## Atividade
Consegue transcrever, sem alterar nada, tudo o que vai desde "Quando admiramos um" até "o seu desaparecimento." no excerto sobre o romance de Philip Roth?

Quando admiramos um escritor, tornamo-nos curiosos. Vamos à procura do seu segredo.
“Era a última hora de luz de uma tarde de dezembro, há mais de vinte anos – eu tinha vinte e três anos, estava a escrever e a publicar os meus primeiros contos e, tal como tantos heróis do Bildungsroman antes de mim, já pensava no meu próprio e volumoso Bildungsroman – quando cheguei ao refúgio do grande homem que ia visitar…”
Começa assim este excelente romance sobre as tensões entre a literatura e a vida.
O narrador é Nathan Zuckerman, problemático e ambicioso ficcionista judeu, alter-ego do ficcionista judeu e genial contador de histórias Philip Roth (n.1933) em nove hilariantes romances. “O escritor fantasma" (1979) marca o aparecimento de Zuckerman, “O fantasma sai de cena “(2007) o seu desaparecimento.
“O grande homem “é Emanuel Isidore Lonoff, consagrado contista, ídolo e mestre literário de Zuckerman desde os tempos da faculdade. O grande Lonoff, filho de judeus, que no auge da carreira literária, desiludido com as acusações dos judeus de New York personalidades intelectuais aterradoras, troca a civilização pelo isolamento na montanha. Em Dezembro de 1956, trinta anos depois dessa fuga nunca explicada, o “ermita rural” convida o escritor desconhecido (que lhe fez chegar quatro contos publicados em revistas literárias) para um serão na sua casa.

## Dados fornecidos
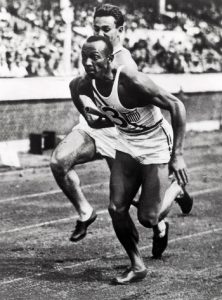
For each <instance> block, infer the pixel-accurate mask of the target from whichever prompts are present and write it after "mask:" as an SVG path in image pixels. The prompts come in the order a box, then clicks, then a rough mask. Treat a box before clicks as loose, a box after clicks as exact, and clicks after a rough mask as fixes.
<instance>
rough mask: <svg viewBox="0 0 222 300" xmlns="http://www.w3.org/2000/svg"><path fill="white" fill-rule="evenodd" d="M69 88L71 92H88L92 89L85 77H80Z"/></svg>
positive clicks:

## Resposta do exercício
Quando admiramos um escritor, tornamo-nos curiosos. Vamos à procura do seu segredo.
“Era a última hora de luz de uma tarde de dezembro, há mais de vinte anos – eu tinha vinte e três anos, estava a escrever e a publicar os meus primeiros contos e, tal como tantos heróis do Bildungsroman antes de mim, já pensava no meu próprio e volumoso Bildungsroman – quando cheguei ao refúgio do grande homem que ia visitar…”
Começa assim este excelente romance sobre as tensões entre a literatura e a vida.
O narrador é Nathan Zuckerman, problemático e ambicioso ficcionista judeu, alter-ego do ficcionista judeu e genial contador de histórias Philip Roth (n.1933) em nove hilariantes romances. “O escritor fantasma" (1979) marca o aparecimento de Zuckerman, “O fantasma sai de cena “(2007) o seu desaparecimento.